Enunciado de la tarea
Recopila todas las líneas de los registros que contengan la palabra "building", teniendo en cuenta las mayúsculas y minúsculas.

Registros proporcionados
+++++

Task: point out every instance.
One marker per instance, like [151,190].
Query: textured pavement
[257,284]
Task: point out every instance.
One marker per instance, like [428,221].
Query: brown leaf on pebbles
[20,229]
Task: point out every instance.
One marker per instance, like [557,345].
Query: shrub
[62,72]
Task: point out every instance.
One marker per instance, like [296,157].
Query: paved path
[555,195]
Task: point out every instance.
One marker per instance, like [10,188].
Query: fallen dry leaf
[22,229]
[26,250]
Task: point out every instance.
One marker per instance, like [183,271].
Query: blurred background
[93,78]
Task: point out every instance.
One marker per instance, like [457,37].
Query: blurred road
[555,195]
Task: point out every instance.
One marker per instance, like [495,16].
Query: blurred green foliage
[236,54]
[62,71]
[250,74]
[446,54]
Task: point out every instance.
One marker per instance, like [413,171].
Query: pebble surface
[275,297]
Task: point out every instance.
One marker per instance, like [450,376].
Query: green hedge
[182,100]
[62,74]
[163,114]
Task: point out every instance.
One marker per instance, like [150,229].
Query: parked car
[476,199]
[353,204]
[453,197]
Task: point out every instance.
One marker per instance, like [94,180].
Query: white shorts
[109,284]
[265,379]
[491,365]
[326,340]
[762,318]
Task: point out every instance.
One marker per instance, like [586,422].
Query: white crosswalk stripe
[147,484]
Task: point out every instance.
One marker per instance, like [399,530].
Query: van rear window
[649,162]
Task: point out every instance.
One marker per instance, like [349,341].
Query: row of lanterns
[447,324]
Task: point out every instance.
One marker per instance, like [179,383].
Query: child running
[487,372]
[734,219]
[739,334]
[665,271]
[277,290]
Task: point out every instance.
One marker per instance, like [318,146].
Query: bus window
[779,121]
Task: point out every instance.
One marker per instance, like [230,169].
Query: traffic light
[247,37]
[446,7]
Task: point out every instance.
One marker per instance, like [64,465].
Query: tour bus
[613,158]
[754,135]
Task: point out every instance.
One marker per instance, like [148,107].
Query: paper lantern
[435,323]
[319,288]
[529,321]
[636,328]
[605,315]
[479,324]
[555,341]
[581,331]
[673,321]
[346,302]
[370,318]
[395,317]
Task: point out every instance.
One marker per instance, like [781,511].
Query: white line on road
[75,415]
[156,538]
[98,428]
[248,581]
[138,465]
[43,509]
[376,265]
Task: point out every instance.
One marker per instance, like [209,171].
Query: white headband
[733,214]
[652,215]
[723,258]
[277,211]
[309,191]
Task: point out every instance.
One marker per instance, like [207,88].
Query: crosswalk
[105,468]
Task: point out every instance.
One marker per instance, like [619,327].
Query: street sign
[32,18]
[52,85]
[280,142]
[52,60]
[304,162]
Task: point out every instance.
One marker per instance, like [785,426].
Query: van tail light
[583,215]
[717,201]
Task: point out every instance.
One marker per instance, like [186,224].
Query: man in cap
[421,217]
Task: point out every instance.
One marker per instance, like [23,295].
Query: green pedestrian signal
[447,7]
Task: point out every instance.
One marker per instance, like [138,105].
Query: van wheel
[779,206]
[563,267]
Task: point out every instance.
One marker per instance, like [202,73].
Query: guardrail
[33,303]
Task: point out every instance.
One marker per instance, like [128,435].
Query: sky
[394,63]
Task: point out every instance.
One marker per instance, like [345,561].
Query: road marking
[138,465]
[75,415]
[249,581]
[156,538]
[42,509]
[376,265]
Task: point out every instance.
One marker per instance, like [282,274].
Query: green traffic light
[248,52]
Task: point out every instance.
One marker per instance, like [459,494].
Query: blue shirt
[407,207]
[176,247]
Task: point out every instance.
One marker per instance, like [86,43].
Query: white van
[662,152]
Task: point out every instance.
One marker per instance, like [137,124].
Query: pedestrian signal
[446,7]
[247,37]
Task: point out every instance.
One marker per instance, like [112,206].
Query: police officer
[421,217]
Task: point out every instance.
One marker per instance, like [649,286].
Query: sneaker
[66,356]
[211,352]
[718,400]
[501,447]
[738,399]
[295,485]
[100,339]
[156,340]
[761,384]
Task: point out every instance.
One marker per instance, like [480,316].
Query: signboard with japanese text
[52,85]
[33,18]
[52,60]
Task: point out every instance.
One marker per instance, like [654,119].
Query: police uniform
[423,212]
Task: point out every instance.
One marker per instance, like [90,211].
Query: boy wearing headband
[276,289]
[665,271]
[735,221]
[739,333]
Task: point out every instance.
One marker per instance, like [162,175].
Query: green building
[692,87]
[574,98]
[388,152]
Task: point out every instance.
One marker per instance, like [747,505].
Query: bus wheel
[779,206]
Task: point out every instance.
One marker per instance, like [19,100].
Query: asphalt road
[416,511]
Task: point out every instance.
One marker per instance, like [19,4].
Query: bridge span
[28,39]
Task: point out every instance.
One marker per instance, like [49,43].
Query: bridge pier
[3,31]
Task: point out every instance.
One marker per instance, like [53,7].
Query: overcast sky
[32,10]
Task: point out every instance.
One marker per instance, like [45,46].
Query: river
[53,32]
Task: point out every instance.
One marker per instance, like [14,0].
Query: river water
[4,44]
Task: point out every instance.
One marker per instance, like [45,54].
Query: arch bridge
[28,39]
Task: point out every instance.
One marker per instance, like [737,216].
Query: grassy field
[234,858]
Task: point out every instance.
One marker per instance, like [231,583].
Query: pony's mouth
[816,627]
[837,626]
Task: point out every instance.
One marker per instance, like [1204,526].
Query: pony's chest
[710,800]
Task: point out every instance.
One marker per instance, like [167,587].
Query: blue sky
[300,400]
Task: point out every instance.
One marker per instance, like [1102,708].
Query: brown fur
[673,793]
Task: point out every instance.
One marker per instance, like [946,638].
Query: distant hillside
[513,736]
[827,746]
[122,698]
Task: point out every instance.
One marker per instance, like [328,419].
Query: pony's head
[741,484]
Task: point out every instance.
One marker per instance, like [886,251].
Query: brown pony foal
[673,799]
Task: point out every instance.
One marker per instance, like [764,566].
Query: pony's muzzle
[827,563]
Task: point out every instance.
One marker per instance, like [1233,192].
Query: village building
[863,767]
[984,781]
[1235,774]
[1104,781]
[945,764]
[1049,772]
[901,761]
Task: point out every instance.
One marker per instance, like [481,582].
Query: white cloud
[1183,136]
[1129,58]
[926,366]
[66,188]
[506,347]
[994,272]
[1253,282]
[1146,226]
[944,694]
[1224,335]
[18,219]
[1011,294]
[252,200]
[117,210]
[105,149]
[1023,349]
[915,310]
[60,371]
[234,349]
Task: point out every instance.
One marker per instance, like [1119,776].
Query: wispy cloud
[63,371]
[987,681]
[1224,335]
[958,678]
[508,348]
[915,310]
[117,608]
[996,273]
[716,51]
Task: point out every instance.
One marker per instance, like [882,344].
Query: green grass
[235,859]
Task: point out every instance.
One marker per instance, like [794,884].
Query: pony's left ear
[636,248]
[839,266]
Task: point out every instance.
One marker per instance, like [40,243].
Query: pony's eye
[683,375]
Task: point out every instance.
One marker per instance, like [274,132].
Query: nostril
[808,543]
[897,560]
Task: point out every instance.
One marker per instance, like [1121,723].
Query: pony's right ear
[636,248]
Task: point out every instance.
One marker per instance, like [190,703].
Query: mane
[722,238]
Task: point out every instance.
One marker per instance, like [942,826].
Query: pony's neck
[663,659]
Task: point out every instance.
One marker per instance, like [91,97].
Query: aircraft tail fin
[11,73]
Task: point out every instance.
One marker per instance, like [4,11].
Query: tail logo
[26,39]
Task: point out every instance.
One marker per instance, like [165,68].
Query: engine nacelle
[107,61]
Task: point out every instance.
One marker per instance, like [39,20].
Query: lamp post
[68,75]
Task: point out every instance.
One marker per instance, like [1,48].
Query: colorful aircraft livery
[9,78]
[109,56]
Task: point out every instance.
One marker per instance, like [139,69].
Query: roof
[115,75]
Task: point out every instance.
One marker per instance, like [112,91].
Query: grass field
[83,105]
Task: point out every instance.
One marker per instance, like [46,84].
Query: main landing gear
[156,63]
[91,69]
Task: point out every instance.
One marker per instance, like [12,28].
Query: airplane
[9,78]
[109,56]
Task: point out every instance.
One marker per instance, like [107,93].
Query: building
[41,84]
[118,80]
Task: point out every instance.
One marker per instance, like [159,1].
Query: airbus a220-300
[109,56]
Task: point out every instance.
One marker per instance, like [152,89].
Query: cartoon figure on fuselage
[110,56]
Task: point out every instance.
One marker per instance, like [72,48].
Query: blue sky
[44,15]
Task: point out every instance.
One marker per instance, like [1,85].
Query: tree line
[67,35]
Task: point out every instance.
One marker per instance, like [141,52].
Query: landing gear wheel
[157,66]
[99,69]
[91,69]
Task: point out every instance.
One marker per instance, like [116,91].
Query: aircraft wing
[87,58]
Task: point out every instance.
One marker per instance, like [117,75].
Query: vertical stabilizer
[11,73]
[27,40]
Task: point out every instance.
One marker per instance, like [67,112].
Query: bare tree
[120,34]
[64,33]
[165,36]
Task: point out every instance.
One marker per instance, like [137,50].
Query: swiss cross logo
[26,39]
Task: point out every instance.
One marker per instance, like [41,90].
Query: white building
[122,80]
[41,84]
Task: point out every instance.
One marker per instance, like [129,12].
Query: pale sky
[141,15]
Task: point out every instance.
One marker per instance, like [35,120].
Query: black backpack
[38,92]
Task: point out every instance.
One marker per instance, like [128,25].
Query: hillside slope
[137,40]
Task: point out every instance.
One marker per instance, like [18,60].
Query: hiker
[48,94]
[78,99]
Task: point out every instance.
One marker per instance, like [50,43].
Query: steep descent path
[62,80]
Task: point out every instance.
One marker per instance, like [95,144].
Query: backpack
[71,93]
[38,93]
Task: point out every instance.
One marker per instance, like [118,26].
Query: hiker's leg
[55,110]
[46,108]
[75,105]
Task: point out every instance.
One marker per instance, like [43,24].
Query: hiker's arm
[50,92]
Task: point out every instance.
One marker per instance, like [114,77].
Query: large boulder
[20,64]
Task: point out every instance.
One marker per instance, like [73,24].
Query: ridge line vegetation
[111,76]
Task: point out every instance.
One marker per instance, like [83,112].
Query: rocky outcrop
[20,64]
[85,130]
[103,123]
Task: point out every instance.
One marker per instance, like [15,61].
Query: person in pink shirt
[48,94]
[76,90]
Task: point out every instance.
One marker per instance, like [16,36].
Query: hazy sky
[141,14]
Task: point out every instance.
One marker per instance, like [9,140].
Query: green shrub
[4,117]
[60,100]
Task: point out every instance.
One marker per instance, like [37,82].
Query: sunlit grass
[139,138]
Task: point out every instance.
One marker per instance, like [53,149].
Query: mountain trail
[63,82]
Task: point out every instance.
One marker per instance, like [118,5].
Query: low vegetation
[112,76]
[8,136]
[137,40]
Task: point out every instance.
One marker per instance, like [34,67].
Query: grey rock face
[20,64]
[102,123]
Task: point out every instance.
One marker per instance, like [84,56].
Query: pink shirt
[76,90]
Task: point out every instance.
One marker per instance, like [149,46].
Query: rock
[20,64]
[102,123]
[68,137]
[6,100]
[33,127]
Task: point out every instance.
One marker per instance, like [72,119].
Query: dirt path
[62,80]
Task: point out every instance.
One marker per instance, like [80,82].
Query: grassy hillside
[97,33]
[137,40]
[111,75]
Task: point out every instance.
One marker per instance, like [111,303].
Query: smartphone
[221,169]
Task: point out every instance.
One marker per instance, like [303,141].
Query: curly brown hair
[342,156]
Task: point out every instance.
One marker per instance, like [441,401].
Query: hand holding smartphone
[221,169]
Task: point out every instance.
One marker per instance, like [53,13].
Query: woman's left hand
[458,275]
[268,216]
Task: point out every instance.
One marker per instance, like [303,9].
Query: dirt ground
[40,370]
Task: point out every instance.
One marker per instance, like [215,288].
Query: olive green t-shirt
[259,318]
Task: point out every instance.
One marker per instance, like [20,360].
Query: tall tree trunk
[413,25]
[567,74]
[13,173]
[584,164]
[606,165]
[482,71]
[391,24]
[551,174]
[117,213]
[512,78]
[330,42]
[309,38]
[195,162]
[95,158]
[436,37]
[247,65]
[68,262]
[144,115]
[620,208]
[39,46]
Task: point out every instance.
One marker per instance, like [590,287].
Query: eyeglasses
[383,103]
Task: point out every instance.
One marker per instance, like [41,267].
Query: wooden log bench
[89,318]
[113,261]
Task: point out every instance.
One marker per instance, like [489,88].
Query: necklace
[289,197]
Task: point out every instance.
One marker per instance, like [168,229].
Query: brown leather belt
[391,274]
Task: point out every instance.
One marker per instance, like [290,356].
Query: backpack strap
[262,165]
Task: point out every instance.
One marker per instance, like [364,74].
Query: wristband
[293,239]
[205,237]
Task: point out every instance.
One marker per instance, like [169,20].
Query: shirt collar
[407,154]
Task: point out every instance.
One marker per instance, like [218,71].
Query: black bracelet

+++++

Resultado de la tarea
Query: green building
Query: village building
Query: building
Query: white building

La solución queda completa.